Give back the line in the listing below that contains "of the flip-flop" and all remaining lines, retyped exactly, through the last line.
:: Source information
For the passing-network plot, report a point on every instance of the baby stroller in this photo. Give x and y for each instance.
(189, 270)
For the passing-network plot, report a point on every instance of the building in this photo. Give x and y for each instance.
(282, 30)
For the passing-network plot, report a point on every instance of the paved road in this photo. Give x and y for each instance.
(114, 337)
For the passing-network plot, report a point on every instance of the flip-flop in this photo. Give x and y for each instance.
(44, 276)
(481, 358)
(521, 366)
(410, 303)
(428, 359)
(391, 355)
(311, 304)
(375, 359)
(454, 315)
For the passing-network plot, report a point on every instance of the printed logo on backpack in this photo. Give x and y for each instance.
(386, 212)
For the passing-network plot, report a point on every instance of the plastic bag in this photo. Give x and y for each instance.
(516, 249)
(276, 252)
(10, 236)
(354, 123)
::::
Solution to this exercise:
For the passing-network plot, report a point on every instance of the flip-flop in this photo. Give x and y for each instance.
(44, 276)
(481, 358)
(521, 366)
(410, 303)
(428, 359)
(391, 355)
(311, 304)
(375, 359)
(454, 315)
For the passing-network plot, report a point on every instance of the printed logo on backpack in this photo. Give x and y for each instance.
(386, 212)
For the passing-network plot, report a point on every instance of the plastic bag in this photo. Give x and y for each instance.
(516, 249)
(276, 252)
(10, 236)
(354, 123)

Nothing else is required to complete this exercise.